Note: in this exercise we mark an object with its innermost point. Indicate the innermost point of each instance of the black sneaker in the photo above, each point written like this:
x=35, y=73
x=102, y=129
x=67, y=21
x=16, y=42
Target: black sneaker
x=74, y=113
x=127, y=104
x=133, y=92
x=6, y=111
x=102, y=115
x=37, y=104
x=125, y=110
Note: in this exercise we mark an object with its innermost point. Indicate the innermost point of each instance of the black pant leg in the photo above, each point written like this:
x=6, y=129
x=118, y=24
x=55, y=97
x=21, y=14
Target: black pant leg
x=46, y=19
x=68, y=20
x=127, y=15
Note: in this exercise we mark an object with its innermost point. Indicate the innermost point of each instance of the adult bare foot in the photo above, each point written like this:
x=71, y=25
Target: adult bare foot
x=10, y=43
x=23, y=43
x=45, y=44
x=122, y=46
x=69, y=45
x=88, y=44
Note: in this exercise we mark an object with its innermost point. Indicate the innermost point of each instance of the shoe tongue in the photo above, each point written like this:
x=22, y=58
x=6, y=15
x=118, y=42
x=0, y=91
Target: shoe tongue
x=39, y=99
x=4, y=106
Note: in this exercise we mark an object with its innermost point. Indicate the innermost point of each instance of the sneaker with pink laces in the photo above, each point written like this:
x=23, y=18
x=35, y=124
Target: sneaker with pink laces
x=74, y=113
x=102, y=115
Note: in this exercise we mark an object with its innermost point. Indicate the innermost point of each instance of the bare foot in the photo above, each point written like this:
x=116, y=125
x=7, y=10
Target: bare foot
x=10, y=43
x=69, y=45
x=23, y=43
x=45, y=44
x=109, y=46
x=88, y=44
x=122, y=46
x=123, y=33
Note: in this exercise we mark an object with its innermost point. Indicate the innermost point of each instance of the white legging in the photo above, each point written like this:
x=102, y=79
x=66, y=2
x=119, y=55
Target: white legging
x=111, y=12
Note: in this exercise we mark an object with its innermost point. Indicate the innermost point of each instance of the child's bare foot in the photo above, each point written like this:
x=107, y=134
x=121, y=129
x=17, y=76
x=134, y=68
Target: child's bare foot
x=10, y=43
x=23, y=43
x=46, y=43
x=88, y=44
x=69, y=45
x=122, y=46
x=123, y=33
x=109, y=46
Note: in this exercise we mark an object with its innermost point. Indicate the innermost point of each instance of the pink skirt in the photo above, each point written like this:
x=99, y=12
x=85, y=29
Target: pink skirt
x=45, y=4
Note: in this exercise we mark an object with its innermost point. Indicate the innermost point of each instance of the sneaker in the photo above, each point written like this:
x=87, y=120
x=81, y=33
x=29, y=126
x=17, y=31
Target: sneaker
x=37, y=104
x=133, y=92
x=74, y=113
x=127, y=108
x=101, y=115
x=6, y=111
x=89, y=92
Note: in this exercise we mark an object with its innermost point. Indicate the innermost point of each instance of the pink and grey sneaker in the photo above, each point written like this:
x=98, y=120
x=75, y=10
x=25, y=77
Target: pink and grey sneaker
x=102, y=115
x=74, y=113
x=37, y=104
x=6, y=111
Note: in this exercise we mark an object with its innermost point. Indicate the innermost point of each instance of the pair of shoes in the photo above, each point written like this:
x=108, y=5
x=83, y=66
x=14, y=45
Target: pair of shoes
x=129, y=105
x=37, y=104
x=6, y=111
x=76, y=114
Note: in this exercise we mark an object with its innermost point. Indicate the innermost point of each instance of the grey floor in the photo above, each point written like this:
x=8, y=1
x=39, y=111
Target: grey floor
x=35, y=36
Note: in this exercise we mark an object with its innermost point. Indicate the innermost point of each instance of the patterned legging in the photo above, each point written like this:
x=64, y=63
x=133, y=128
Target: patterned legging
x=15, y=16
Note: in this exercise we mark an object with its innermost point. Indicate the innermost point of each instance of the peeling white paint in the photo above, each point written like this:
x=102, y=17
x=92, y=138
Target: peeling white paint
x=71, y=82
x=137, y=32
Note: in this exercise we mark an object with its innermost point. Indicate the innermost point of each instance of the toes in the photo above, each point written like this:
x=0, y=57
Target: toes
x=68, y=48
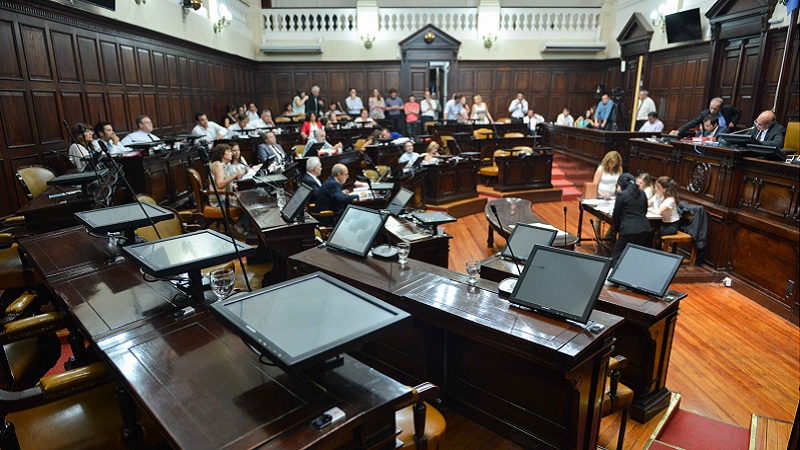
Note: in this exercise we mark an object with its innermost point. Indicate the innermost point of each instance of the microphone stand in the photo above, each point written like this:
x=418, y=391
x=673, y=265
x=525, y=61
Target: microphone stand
x=507, y=285
x=203, y=153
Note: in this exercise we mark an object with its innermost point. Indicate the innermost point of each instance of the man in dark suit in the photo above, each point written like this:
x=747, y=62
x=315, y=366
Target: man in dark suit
x=270, y=152
x=728, y=117
x=331, y=197
x=767, y=131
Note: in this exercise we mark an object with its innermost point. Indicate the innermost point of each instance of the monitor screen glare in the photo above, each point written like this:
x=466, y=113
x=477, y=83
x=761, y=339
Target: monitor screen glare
x=561, y=283
x=646, y=270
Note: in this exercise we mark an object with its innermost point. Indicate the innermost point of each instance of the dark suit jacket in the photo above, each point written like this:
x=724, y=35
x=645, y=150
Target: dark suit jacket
x=330, y=197
x=731, y=115
x=775, y=135
x=264, y=153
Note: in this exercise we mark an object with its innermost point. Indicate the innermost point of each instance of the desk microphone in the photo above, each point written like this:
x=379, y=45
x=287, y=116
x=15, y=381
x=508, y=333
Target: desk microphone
x=507, y=285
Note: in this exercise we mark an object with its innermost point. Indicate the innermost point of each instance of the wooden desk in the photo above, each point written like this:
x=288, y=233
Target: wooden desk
x=280, y=239
x=645, y=338
x=512, y=211
x=451, y=181
x=200, y=383
x=535, y=380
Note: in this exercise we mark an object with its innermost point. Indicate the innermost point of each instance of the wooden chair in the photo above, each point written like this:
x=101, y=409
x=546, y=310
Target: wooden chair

▸ About this task
Each entry should come back exactly as written, with its pictures omitted.

▸ Output below
Note: in this exercise we mark an object with its innermost point. Indicate the innermost point of each instance of the black sneaker in the photo above, each point written like this:
x=35, y=73
x=102, y=129
x=67, y=21
x=16, y=42
Target: black sneaker
x=74, y=113
x=127, y=104
x=133, y=92
x=6, y=111
x=102, y=115
x=37, y=104
x=125, y=110
Note: in this exercise we mark an object with its innermost point. Indicate the innermost point of each instance of the black pant leg in the photo above, each point written like this:
x=6, y=129
x=118, y=24
x=55, y=97
x=21, y=14
Target: black pant leg
x=46, y=19
x=68, y=20
x=127, y=15
Note: in this exercise we mark an object with its innermost point. Indicate the innermost point of each instance of the adult bare foot in the photo above, each point written like this:
x=71, y=25
Target: adult bare foot
x=10, y=43
x=23, y=43
x=45, y=44
x=122, y=46
x=69, y=45
x=88, y=44
Note: in this exercise we mark an object with its innermost point. Indicate the innermost point of each instance of the shoe tongue in the photo above, each point written like this:
x=22, y=58
x=6, y=15
x=118, y=42
x=0, y=91
Target: shoe tongue
x=39, y=99
x=4, y=106
Note: in this exercise we mark an object with its innermost point. Indicate the innermost point of each instance of the sneaker with pink laces in the photo above, each point written like this:
x=23, y=18
x=35, y=124
Target: sneaker with pink laces
x=74, y=113
x=102, y=115
Note: in this exercise we mark an object with its innermost point. Indicate the innermost point of each instance of the bare foot in the photo above, each point written like this:
x=116, y=125
x=7, y=10
Target: bare foot
x=10, y=43
x=69, y=45
x=23, y=43
x=45, y=44
x=109, y=46
x=88, y=44
x=122, y=46
x=123, y=33
Note: in this exercise we mark an object with its innermost point. Indicate the innermost point of each instance of the white legging in the photo above, each point written like this:
x=102, y=79
x=66, y=2
x=119, y=55
Target: white legging
x=111, y=12
Note: in this exercise we mark an object with its innermost point. Indicate the innermost point of each instance of the child's bare foot in the photo above, each point written like this:
x=107, y=134
x=121, y=129
x=17, y=76
x=134, y=68
Target: child's bare foot
x=10, y=43
x=23, y=43
x=46, y=43
x=88, y=44
x=69, y=45
x=122, y=46
x=123, y=33
x=109, y=46
Note: in this exercise we mark an object with its innermost point. Indicate the innermost point of each instance of the pink skirt in the photo above, each point written like this:
x=99, y=12
x=85, y=29
Target: pink skirt
x=45, y=4
Note: in this exercise we mark an object with its innermost point. Indicate the innermost point of each instance of the sneaker in the photo above, each point written like this:
x=87, y=120
x=81, y=33
x=29, y=126
x=17, y=31
Target: sneaker
x=37, y=104
x=133, y=92
x=74, y=113
x=127, y=108
x=101, y=115
x=6, y=111
x=89, y=92
Note: in this exercise we mark an object with its innermost point. Indicate the innermost point of each instance of the pink and grey sneaker in the photo above, each point written like this:
x=98, y=120
x=75, y=10
x=25, y=77
Target: pink and grey sneaker
x=102, y=115
x=74, y=113
x=37, y=104
x=6, y=111
Note: in this exercise we mark an object with its innermost point. Indicate the innermost point of each instance of the pair of shoes in the photo above, each point written like this:
x=108, y=5
x=83, y=66
x=14, y=45
Target: pair of shoes
x=129, y=105
x=37, y=104
x=6, y=111
x=76, y=114
Note: in this exercise we mark an object with its innermost point. Indicate the innermost point of each instance of the grey floor in the photo above, each point written like this:
x=8, y=1
x=39, y=111
Target: grey floor
x=35, y=36
Note: in this exercise we mark an object with its innermost point. Indicate the innermost point of each instance of the patterned legging in the photo above, each point written like this:
x=64, y=63
x=133, y=128
Target: patterned legging
x=15, y=16
Note: in this exercise we mark an object with its innermost point. Indicate the innermost point of each instance of the peeling white paint in the photo above, each point written like this:
x=102, y=17
x=92, y=138
Target: peeling white paint
x=71, y=82
x=137, y=32
Note: in this exercise we mark an object with its innermost point. Indicate the innermost point of each instance of the toes in the photo above, each point written like this:
x=0, y=57
Target: toes
x=68, y=48
Note: in this exercise we mark an object with its innermost point. Indicate the innermost point of each instance of the microphone stand in the photo above, each point written like this:
x=418, y=391
x=673, y=265
x=525, y=61
Target: microphone stand
x=507, y=285
x=203, y=153
Note: in this exercise we mark an object with its innermost point. Indicate the innermost point of each instance of the man in dark suit in the photo above, each point written like this:
x=747, y=62
x=315, y=366
Target: man in dark suit
x=270, y=152
x=728, y=117
x=331, y=197
x=767, y=131
Note: in this exercise we mark an object with its innermost point. Indicate the innermost point of each instance of the monitor screen glare in the photo above, each point written like this:
x=466, y=113
x=477, y=83
x=761, y=339
Target: monitor screen glare
x=561, y=283
x=646, y=270
Note: in this exercise we mark an object with its innermost point. Indicate the innermost point of each instance of the dark suit jacket in the photo above, each point written like this:
x=724, y=35
x=645, y=150
Target: dark suit jacket
x=330, y=197
x=731, y=115
x=775, y=135
x=264, y=153
Note: in this exercise we mark an object with its innermost point. Indicate the innermost point of each instance of the desk microphone in the photo above, each point written like this:
x=379, y=45
x=287, y=116
x=15, y=381
x=508, y=333
Target: desk microphone
x=507, y=285
Note: in this exercise we mark an object with its innermost point. Indicate the innermost point of each instance of the wooden desk in the photo above, each point written like this:
x=288, y=233
Target: wooden desk
x=280, y=239
x=645, y=338
x=512, y=211
x=451, y=181
x=200, y=383
x=535, y=380
Note: in this exercise we mark an object with its innermost point. Indicate the innermost point of each instance of the wooden chair in the photo above, each point written like this:
x=101, y=409
x=546, y=310
Target: wooden chair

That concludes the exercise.